= Supplied data =

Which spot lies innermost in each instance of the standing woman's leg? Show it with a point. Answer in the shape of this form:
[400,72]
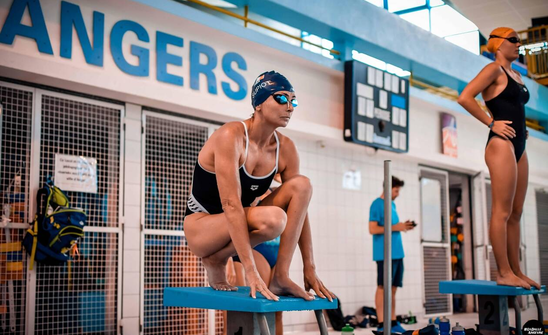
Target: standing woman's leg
[500,159]
[515,217]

= Work item =
Give the listing again word for word, without its images.

= Result =
Which spot lies innermost in each instance of the standing woman's leg? Show it with a point. Answer in the shape of this form:
[400,72]
Target: standing woman's leg
[500,159]
[515,217]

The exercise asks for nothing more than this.